#### Your objective
Copy out the entries below exactly as they stand, but only from the line containing "like (203, 150)." through the line containing "like (370, 382).".

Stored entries
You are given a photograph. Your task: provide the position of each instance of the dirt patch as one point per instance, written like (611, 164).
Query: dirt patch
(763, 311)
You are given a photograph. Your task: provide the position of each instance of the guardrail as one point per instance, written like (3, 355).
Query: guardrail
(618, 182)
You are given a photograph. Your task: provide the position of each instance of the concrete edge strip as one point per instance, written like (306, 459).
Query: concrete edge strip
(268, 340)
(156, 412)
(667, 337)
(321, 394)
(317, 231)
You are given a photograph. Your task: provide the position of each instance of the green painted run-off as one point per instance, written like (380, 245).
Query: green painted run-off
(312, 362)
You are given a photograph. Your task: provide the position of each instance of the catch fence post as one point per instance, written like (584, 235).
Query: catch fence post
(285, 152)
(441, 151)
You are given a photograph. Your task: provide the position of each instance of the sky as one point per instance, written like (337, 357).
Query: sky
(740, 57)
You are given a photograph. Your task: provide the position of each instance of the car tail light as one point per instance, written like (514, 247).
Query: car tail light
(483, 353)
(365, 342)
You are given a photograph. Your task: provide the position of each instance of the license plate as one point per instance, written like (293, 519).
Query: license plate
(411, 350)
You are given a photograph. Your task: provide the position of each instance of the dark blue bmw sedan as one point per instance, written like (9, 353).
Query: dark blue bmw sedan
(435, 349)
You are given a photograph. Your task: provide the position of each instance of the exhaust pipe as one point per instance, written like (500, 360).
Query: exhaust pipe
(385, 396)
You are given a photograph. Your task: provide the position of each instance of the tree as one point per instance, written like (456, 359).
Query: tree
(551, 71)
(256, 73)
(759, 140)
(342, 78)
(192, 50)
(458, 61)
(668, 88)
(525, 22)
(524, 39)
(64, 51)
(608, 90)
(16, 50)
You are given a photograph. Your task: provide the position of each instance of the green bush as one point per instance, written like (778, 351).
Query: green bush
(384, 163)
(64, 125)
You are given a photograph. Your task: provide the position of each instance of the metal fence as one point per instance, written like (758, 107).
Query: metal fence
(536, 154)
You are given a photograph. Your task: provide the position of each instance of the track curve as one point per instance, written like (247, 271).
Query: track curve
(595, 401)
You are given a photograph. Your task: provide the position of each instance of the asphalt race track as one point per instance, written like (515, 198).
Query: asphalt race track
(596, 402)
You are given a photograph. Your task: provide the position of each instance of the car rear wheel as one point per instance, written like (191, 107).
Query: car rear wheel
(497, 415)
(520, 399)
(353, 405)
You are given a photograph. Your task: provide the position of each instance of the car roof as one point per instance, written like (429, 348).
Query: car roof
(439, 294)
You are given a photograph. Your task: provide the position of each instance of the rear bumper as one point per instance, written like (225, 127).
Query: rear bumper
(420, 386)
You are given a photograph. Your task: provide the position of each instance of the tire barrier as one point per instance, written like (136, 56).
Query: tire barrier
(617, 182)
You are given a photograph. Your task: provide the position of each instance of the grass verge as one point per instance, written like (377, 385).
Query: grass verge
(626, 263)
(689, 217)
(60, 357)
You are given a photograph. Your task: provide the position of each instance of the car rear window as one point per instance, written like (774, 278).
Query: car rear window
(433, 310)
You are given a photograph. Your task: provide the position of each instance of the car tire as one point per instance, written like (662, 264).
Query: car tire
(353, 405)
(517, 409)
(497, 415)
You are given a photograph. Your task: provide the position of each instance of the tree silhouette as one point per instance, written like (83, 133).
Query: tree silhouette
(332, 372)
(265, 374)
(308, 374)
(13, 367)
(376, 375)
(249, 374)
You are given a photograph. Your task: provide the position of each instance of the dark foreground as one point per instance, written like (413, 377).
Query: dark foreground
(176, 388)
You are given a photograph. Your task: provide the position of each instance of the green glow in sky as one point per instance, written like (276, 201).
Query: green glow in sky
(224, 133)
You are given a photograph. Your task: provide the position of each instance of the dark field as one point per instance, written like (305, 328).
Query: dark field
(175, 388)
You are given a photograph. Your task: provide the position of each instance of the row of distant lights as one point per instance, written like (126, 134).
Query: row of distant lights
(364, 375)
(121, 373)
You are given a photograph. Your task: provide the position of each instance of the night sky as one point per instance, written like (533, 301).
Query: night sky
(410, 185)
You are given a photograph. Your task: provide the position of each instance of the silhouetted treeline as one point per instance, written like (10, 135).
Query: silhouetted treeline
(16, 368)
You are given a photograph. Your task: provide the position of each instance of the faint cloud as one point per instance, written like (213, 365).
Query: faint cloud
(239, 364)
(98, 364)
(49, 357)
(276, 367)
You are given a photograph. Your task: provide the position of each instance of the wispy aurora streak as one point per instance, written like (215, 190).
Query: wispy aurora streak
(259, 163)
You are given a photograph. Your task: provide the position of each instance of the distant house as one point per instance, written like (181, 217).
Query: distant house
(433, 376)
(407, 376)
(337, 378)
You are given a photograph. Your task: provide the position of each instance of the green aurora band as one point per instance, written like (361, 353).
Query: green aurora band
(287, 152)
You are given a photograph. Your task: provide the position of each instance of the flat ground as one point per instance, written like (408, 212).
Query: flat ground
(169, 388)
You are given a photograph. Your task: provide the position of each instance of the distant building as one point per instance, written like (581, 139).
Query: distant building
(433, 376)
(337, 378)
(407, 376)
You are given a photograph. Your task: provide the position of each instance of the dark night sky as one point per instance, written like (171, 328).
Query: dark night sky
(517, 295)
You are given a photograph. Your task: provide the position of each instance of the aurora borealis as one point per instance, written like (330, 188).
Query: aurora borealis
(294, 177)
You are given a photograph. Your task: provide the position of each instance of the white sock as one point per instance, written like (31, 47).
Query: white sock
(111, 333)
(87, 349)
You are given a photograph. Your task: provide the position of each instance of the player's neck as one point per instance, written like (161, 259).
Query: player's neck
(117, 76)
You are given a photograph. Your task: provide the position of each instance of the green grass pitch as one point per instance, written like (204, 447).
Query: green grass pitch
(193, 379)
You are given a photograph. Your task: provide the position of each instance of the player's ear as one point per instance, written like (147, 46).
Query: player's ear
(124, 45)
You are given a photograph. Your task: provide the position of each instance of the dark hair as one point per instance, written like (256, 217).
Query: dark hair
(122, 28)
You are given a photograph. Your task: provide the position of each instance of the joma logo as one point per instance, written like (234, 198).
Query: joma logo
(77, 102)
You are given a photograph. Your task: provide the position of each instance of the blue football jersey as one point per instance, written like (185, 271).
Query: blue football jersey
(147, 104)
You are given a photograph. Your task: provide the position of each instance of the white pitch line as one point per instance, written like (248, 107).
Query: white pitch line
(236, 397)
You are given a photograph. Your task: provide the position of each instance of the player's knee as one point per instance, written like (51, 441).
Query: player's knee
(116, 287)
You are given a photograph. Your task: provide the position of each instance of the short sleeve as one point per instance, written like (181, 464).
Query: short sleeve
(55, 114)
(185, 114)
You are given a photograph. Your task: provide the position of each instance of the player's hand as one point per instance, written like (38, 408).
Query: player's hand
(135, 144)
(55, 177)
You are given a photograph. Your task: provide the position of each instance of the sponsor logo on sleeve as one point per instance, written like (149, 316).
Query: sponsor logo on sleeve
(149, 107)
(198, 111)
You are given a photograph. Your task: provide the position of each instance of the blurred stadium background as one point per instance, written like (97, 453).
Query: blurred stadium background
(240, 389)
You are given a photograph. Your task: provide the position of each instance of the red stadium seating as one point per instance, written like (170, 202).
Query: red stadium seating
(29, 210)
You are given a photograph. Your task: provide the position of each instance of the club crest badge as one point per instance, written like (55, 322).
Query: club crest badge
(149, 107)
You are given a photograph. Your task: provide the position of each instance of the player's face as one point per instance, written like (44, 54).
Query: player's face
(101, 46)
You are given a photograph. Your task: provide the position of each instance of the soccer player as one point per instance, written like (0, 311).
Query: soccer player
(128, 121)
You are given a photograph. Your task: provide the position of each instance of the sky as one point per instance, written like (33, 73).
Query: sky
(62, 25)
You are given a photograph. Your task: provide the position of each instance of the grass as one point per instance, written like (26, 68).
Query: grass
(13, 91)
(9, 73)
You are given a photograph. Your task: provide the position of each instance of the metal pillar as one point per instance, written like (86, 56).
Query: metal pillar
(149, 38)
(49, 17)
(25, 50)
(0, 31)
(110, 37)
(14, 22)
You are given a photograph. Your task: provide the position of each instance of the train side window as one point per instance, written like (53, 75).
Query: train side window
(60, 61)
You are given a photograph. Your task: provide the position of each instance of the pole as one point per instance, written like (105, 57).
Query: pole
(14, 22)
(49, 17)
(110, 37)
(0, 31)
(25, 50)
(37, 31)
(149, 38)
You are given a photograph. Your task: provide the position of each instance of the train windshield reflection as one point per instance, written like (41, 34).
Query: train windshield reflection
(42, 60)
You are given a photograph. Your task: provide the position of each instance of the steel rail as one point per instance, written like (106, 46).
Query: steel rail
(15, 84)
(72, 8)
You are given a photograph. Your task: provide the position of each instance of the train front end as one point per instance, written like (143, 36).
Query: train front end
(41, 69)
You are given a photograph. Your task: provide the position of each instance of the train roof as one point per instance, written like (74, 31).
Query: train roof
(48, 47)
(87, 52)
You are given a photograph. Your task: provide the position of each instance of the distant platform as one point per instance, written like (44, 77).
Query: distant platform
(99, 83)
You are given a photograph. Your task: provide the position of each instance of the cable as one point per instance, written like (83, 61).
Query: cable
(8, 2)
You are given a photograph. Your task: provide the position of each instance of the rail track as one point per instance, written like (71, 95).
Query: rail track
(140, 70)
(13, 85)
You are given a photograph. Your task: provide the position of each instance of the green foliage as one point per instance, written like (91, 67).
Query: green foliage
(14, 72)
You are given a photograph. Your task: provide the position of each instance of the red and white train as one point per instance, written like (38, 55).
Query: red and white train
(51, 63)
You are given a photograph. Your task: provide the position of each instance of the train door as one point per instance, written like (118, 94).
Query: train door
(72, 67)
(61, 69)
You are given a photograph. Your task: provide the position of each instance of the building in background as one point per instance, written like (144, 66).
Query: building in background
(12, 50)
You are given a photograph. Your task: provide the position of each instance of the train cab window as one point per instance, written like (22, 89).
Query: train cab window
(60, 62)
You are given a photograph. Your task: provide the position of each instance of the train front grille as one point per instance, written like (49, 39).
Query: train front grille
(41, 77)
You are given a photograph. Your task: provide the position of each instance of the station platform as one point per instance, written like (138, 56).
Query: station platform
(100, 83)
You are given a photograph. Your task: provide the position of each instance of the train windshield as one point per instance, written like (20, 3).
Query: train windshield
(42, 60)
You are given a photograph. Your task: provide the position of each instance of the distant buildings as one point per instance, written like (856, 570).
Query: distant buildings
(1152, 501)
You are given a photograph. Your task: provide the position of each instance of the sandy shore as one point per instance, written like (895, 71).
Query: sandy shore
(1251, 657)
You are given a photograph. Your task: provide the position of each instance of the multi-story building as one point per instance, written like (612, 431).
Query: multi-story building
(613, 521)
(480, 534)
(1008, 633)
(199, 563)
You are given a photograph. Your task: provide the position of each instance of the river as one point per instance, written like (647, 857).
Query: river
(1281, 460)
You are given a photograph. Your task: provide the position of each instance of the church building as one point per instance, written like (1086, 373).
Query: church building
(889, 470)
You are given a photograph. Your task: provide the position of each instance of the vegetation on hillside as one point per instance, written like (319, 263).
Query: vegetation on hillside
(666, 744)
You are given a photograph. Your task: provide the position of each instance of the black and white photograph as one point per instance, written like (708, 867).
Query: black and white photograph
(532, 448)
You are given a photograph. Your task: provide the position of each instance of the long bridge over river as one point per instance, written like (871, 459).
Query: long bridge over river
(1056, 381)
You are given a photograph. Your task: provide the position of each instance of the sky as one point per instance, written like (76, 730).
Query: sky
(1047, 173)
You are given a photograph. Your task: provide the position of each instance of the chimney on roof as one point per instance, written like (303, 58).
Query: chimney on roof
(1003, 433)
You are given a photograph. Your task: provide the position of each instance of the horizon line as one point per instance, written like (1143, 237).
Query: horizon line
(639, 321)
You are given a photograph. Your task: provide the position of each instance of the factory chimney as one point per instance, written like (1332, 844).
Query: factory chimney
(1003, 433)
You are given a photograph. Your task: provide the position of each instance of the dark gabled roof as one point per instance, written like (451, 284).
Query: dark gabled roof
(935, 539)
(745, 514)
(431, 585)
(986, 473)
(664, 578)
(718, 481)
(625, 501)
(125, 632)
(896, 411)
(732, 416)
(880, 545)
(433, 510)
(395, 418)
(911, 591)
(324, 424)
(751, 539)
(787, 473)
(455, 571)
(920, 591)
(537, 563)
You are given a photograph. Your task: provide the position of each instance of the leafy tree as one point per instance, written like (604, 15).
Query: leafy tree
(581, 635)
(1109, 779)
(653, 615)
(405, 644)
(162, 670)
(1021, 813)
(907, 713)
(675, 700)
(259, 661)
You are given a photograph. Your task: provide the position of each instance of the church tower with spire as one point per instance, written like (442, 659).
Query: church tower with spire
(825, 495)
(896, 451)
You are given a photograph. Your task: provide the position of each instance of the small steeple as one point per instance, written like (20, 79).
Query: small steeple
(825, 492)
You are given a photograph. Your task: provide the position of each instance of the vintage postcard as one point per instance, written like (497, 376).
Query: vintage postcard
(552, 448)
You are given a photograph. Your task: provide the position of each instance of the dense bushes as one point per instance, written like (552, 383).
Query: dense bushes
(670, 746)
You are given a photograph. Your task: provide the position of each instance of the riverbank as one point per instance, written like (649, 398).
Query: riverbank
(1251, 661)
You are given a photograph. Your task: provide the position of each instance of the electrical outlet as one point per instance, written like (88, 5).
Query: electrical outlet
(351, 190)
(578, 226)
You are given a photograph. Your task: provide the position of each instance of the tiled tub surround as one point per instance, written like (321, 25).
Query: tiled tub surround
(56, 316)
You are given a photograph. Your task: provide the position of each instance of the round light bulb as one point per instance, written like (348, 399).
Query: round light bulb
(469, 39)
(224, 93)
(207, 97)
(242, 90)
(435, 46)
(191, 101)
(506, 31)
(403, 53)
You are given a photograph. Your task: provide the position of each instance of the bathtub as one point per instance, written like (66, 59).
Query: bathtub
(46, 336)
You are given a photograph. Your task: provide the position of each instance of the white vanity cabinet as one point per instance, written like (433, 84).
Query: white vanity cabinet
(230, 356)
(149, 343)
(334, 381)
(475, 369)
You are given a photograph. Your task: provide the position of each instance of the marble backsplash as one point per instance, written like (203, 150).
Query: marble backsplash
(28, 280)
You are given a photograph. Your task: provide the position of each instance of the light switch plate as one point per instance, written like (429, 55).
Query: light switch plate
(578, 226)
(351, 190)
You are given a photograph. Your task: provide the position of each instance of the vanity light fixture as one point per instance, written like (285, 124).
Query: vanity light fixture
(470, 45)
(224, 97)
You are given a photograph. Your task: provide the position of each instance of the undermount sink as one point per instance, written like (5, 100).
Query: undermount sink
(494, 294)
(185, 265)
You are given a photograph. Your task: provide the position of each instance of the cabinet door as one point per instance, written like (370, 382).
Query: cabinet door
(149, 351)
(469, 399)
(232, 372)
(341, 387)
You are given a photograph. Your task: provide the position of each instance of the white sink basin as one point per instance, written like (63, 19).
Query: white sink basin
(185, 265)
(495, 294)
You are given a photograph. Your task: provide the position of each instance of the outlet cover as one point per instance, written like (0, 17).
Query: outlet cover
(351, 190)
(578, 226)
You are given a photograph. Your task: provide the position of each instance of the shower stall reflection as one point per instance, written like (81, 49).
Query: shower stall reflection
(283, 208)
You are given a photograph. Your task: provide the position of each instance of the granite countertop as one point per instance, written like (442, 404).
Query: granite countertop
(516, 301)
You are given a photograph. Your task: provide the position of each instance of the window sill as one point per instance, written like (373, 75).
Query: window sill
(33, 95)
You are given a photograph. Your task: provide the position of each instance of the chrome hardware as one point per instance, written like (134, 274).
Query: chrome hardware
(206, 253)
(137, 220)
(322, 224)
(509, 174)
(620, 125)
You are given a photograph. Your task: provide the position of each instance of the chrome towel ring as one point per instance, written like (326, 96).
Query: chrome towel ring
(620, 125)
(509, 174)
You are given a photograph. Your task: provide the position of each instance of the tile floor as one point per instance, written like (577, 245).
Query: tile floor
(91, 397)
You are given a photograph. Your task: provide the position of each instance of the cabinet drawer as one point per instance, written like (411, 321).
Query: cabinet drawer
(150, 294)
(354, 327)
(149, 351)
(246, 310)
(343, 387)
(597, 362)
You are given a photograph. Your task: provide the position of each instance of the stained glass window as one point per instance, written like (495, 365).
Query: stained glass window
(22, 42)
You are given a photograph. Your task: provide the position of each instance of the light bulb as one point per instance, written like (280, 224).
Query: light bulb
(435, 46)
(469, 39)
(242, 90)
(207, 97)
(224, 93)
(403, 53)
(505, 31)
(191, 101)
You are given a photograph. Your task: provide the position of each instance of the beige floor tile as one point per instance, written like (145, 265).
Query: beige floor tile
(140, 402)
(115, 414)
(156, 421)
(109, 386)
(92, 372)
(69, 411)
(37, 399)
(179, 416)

#### Exercise solution
You are given a photograph. Your task: provide the position of each instance of the marble backsplash as one point per instance, written like (203, 150).
Query: marble backsplash
(28, 280)
You are given a photograph. Your task: provide the position of each instance of the light switch plate as one point per instance, written like (429, 55).
Query: light switch plate
(578, 226)
(351, 190)
You are given a photograph. Your task: provide the position of each instance of the vanity light fixture as one point per instance, written like (285, 124).
Query: vanity light fixture
(470, 45)
(224, 97)
You are given a photograph. Your task: provide the position of each instance of the undermount sink as one point per instance, written like (5, 100).
Query: undermount sink
(494, 294)
(185, 265)
You are given a photograph. Your task: provide the position of each instance of the cabinet door as one point per instance, written like (370, 382).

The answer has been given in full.